• [Problem details]
Return all the entries exactly. No pictures.

* * * * * * * * *

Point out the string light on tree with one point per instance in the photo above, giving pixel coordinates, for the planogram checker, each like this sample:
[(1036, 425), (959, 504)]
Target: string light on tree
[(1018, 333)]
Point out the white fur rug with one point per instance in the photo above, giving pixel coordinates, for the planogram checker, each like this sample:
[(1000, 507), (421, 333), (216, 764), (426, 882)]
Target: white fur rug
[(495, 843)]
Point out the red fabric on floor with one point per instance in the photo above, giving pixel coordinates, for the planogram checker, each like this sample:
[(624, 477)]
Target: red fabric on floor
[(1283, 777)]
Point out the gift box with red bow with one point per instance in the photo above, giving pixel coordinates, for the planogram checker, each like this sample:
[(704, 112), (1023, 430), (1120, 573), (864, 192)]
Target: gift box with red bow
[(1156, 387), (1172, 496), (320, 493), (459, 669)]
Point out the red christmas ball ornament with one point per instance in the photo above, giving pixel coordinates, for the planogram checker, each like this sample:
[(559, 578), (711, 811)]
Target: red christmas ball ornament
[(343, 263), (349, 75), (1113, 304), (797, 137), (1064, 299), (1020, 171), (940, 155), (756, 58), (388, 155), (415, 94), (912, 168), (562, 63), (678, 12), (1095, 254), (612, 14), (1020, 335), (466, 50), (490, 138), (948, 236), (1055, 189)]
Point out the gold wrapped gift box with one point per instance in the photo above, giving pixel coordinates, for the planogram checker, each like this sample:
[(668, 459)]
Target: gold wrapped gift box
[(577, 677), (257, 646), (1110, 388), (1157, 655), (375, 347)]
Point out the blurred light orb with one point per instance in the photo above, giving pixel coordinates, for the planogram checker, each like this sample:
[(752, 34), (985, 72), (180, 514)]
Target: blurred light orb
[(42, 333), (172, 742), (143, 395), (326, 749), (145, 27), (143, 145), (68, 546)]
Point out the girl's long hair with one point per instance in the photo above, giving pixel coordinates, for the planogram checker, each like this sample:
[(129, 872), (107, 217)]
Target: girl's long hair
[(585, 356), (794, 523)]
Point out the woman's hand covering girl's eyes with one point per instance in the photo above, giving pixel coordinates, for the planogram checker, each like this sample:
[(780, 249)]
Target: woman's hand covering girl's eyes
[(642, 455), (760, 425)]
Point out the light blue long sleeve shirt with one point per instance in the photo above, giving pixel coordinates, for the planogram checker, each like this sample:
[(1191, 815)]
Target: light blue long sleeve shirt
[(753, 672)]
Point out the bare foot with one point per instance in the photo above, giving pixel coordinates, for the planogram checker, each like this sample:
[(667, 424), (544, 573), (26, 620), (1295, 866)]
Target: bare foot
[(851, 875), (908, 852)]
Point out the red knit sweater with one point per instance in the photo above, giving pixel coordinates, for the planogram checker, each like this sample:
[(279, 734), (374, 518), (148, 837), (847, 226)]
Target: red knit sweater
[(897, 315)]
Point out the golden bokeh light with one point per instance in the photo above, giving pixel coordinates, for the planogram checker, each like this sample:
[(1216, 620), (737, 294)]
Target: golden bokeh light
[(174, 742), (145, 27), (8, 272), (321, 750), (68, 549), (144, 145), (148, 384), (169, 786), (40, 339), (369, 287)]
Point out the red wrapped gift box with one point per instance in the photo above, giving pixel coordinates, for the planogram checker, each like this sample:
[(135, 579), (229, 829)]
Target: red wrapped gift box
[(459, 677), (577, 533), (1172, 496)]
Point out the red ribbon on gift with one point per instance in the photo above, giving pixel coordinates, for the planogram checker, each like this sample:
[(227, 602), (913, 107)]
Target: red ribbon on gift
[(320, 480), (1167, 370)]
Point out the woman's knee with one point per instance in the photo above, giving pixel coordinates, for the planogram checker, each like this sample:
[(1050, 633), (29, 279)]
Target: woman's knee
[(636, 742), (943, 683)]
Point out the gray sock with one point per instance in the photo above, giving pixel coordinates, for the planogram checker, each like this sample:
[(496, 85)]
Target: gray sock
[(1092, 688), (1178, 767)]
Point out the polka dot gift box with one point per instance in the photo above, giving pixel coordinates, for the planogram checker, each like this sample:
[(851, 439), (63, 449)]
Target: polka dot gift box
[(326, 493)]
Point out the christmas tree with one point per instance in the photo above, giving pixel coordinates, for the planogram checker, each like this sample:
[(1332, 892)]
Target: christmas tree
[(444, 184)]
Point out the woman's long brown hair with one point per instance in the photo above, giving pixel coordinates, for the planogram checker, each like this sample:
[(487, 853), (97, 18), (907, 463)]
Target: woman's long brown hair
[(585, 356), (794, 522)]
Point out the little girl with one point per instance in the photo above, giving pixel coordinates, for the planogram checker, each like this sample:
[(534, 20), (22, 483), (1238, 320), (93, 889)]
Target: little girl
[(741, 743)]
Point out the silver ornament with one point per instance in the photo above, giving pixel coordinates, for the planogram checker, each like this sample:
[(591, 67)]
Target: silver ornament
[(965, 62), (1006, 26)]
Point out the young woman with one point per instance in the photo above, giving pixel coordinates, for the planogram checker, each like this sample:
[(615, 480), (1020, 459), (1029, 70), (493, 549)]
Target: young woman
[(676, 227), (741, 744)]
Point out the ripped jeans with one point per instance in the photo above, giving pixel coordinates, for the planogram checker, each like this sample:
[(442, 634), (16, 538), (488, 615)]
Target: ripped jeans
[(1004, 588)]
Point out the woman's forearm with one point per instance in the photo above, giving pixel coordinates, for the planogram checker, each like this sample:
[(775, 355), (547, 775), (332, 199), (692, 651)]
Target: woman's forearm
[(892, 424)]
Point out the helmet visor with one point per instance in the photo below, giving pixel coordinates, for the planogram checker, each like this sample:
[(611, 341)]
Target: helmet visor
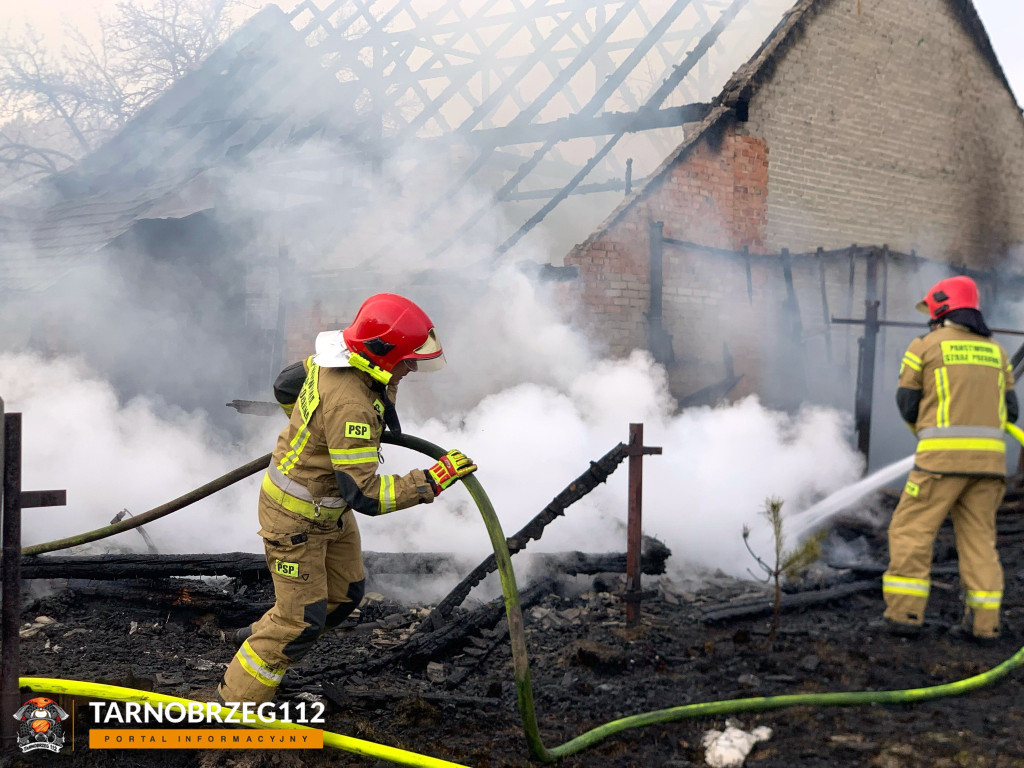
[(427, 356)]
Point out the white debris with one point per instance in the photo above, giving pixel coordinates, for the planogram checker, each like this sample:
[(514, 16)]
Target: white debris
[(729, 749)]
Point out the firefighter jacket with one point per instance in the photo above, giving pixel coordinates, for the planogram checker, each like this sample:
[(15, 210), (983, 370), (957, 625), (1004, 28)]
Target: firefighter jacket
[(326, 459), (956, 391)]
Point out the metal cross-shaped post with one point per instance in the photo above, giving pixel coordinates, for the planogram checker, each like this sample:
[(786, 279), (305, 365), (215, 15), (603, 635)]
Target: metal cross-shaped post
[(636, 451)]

* * * * * * * * *

• [Written answer]
Point out the string light on tree with one point per instance in the photo above, giving pixel coordinates, for the planogram checker, each like this sample:
[(1036, 425), (959, 504)]
Target: string light on tree
[(1018, 333)]
Point out the white fur rug with one point per instance in the photo above, giving pixel coordinates, for the planogram checker, each like this sample:
[(1000, 507), (421, 333), (216, 764), (426, 882)]
Target: white fur rug
[(495, 843)]
Point out the red fabric on floor with one point per instance in the photo above, giving pixel coordinates, for the planogram checker, each like this sample:
[(624, 477)]
Target: red fabric on floor
[(1283, 777)]
Point out the gift box with red bow with one point per instance in the photo above, giving pixel coordinates, for the planogram checker, each like this sample:
[(704, 112), (1023, 430), (1120, 573), (864, 192)]
Target: gift box with red bow
[(1156, 387), (1172, 496), (320, 493), (459, 669)]
Point out the red christmas ball ornament with one point per instance in the photo above, giving pixel coordinates, for the planogram checker, each like this sample:
[(559, 578), (711, 811)]
Target: red christmas ball ornament
[(343, 263), (349, 75), (1113, 304), (797, 137), (1064, 299), (1020, 171), (940, 155), (756, 58), (388, 155), (415, 94), (912, 168), (562, 63), (678, 12), (1095, 254), (612, 14), (1020, 335), (466, 50), (490, 138), (948, 236), (1055, 189)]
Point out the gold wrapped gift box with one point per instance in the photo above, giving pixel coordinates, for the planogram checker, each like this sample:
[(668, 459)]
Target: gold wrapped gift box
[(577, 677), (257, 646), (1110, 388), (1157, 655), (375, 347)]
Point out the blurred light orb with one point per instance in the photo above, giving pixel coordinates, for the planogram checker, each like this sample:
[(752, 34), (985, 72), (180, 514)]
Target: blurred light orb
[(42, 333), (172, 742), (143, 395), (326, 749), (145, 27), (143, 145), (68, 546)]
Point out the girl's long hair with one point per instance in the photo above, giving pixel coordinates, for the planogram checker, each like this sample:
[(129, 872), (107, 217)]
Target: girl's long hair
[(585, 356), (794, 523)]
Point out the woman's hand covering girl's eyes with one point per instance in the photo above, giving pixel coordinates, for the planogram checker, each like this sample:
[(780, 249)]
Target: woman's hand covering girl's eyes
[(642, 455), (760, 425)]
Point out the light blue long sleeve shirt with one point per instance in the photo above, giving pixel coordinates, for the planogram checker, each like this sample:
[(1191, 815)]
Target: light blue long sleeve shirt
[(753, 672)]
Point out the bare foot with one point per instance in the photo above, giving pixel coordinates, for the planogram checker, each like this sample:
[(667, 424), (544, 573), (26, 620), (1295, 866)]
Target: bare foot
[(851, 875), (908, 852)]
Point out the red knit sweater with one point per instance in the photo above, giving pixel coordinates, for the planogram checker, each like this sample:
[(279, 734), (374, 518), (148, 837), (847, 226)]
Target: red knit sweater
[(897, 315)]
Point out the golden bokeh light with one point per instance in the photo above, giving pixel coordinates, for the planogram checker, each like this sample:
[(1216, 620), (737, 294)]
Target: golden bokeh light
[(174, 742), (145, 27), (8, 272), (321, 750), (68, 549), (144, 145), (148, 384), (169, 786), (40, 339), (369, 287)]
Point out the red wrapped gift box with one point per instance in the photo above, giving pixel coordinates, for the planogram checker, each like this sample:
[(135, 579), (229, 829)]
Target: red wrapped gift box
[(459, 677), (577, 533), (1172, 496)]
Point out the red ribbon on gift with one point per instance in the photo above, giving pixel coordinates, for the planogram checker, each like this sample:
[(227, 602), (913, 107)]
Target: red ribbon on gift
[(320, 480), (1167, 370)]
Point out the woman's knee with one point per instance in the photo above, giving pixel coordinates, for the planogram checker, each like this sample:
[(1050, 633), (29, 279)]
Target: woman's knee
[(636, 742), (943, 683)]
Point out the gray sock with one point per instance in the photo above, giving pixel coordinates, for the planogram checker, each like this sample:
[(496, 85)]
Target: gray sock
[(1092, 688), (1178, 767)]
Point out the polka dot gift box with one point per instance in the photo above, giving pixel coordinates, for the planogram checker, each like this sample:
[(851, 439), (63, 449)]
Target: polka dot gift box
[(326, 493)]
Point out the christmas tree with one point per instance in the photo above, giving pixel coordinates, for the planogram checker, each like this sample:
[(1332, 892)]
Target: christmas tree
[(444, 184)]
Point out the woman's long brown hair with one point per instance in the photo above, giving pixel coordinates, for the planogram checker, each like this sample:
[(487, 853), (97, 18), (907, 463)]
Target: woman's long brown hair
[(585, 356), (794, 522)]
Point out the little girl with one point per instance in the photo above, giving pixel coordinates, for the planogram checker, each like this sample:
[(534, 20), (22, 483), (1238, 320), (93, 889)]
Target: little girl
[(741, 743)]
Point out the silver ornament with one point per instance in the photo above, giving pixel coordinates, for the planogram checker, each like this sample:
[(591, 67)]
Target: silver ornament
[(965, 62), (1006, 26)]
Point out the young woman with one point per instance in the photo above, giving pixel coordinates, for the planogram checker, each like this sample:
[(615, 480), (1020, 459), (1029, 70), (493, 549)]
Target: young woman
[(676, 227), (741, 744)]
Point out the ripped jeans with one point per instance in the photo above, giving pixel coordinates, for the planogram checker, each like this sample:
[(442, 634), (16, 538), (488, 615)]
Target: ripped jeans
[(1004, 588)]
Point out the woman's forearm with one point per instance in the photo above, giving pixel coordinates, for the planogram checker, each like this sample:
[(775, 355), (547, 775), (332, 199), (692, 651)]
Target: woman's forearm
[(892, 424)]
Point out the helmet visor with one point per instance in the photo below, giving pixel coordinates, for the planogram checker, each like this sample:
[(611, 341)]
Target: helmet visor
[(427, 356)]
Point out the white debris with one point per instance in the photo above, giving pixel coordinates, for the planogram checker, each like this sample:
[(514, 16)]
Target: white debris
[(729, 749)]
Point out the firefighter jacket with one point per instance in the photo above, giving pixel coordinates, for the planogram checker, each like this sample:
[(15, 210), (983, 370), (957, 625), (1004, 28)]
Target: firefighter jacket
[(326, 459), (956, 391)]
Point out the metal cross-shaped post with one point per instance in the photo above, giving pixel coordinates, for the planogram checker, each like this sample:
[(786, 279), (305, 365), (215, 15), (603, 635)]
Target: metal cross-shaped post
[(636, 451)]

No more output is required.